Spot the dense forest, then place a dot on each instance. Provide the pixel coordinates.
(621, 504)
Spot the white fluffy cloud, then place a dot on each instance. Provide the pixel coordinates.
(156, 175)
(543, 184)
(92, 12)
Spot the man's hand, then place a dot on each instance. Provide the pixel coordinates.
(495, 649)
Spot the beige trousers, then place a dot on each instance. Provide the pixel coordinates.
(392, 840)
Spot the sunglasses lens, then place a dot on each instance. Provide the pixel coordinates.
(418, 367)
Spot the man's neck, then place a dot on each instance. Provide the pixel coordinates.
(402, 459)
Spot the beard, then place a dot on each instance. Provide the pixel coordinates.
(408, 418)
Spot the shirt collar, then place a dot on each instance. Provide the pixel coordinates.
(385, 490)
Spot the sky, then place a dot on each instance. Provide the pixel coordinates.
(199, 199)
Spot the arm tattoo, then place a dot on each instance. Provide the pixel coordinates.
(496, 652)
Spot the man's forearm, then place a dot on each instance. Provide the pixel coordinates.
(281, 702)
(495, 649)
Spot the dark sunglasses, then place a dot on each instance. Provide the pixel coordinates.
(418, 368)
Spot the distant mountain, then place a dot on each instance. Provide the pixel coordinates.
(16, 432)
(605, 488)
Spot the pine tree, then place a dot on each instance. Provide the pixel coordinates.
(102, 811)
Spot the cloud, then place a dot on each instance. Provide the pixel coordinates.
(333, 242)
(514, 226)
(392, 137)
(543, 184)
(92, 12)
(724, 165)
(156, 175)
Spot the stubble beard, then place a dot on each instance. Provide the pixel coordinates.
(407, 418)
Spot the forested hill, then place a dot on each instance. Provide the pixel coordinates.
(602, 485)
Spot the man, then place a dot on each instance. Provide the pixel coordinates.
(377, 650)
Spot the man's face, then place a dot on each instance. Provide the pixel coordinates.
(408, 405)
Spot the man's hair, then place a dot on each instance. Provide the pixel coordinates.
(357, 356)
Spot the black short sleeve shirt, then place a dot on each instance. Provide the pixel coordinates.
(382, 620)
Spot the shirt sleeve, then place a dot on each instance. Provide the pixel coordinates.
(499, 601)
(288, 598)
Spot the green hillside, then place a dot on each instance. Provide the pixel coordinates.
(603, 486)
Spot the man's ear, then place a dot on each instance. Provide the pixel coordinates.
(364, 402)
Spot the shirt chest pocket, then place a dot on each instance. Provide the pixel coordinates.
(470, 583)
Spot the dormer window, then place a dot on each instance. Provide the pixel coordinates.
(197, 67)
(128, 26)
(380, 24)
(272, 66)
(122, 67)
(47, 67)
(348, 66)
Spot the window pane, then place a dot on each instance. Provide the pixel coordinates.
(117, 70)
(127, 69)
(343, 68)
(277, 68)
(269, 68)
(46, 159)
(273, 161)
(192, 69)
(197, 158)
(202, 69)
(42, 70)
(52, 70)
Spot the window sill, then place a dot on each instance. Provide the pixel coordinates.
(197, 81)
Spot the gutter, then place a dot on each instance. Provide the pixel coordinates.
▬▬▬
### Work instruction
Output the listing above in full, exactly as written.

### Task solution
Spot the dense forest, then place a dot on each instance. Provide the pixel coordinates.
(621, 504)
Spot the white fluffy cloud, then place a dot on each instance. Provide the pixel coordinates.
(156, 175)
(543, 184)
(92, 12)
Spot the man's hand, then place a dot on each instance. Provide the pixel coordinates.
(495, 649)
Spot the beige trousers, then place a dot on each instance. Provide the pixel coordinates.
(392, 840)
Spot the sunglasses lens, then place a dot on each instance. Provide the pixel coordinates.
(418, 367)
Spot the man's neck, then place a dot on each instance. Provide the pixel coordinates.
(402, 459)
Spot the beard, then place a dot on each instance. Provide the pixel coordinates.
(408, 418)
Spot the shirt collar, then place a dot on each instance. Provide the pixel coordinates.
(385, 490)
Spot the sky, then place a dot on each instance. Provide the pixel coordinates.
(199, 199)
Spot the arm tattoo, then place a dot on each instance. Provide the pixel coordinates.
(496, 652)
Spot the man's forearm, then place a dot on each instance. Provide the pixel coordinates.
(281, 702)
(495, 649)
Spot the dark sunglasses, then place a dot on each instance. Provide the pixel coordinates.
(418, 368)
Spot the distant mountain, then place a dot on each instance. Provide the pixel coordinates.
(16, 432)
(605, 488)
Spot the pine tree, then place a dot on each instance. Provide the pixel coordinates.
(102, 811)
Spot the cloud, then place a dot on each instance. Provide the pixel coordinates.
(333, 242)
(514, 226)
(392, 137)
(543, 184)
(92, 12)
(724, 165)
(156, 175)
Spot the stubble beard, then place a dot on each instance. Provide the pixel coordinates.
(407, 418)
Spot the forested hill, then place a dot on each instance. Provide the pixel coordinates.
(602, 485)
Spot the man, then place a dot on each instance. Provide the pixel coordinates.
(377, 650)
Spot the man's face, then place a dot on each instance. Provide the pixel coordinates.
(408, 405)
Spot the man's hair, then place a dot on each instance. Provide the pixel coordinates.
(357, 356)
Spot the black short sleeve shirt, then place a dot on each instance. Provide the pixel coordinates.
(382, 620)
Spot the shirt sleeve, then place a dot on each instance. Provide the pixel coordinates.
(499, 601)
(288, 598)
Spot the green hillside, then place a dot on each instance. Provide the pixel coordinates.
(603, 486)
Spot the man's ear, then place a dot on each instance. Provide the pixel coordinates.
(364, 402)
Spot the shirt chest pocket, then place a dot on each instance. Provide the pixel coordinates.
(470, 583)
Spot the dormer window, then place a dot on each instance. Provide the pixel coordinates.
(197, 67)
(128, 26)
(380, 24)
(272, 66)
(122, 67)
(47, 67)
(348, 66)
Spot the window pane, then place a dot on each instance. Provide the pixel coordinates.
(117, 70)
(127, 69)
(343, 68)
(277, 68)
(269, 68)
(46, 159)
(273, 161)
(192, 69)
(197, 158)
(202, 69)
(42, 70)
(52, 70)
Spot the window sill, then place a dot on each instance. Provide the pixel coordinates.
(197, 81)
Spot the gutter, then place a dot on each instance. Provide the pixel coordinates.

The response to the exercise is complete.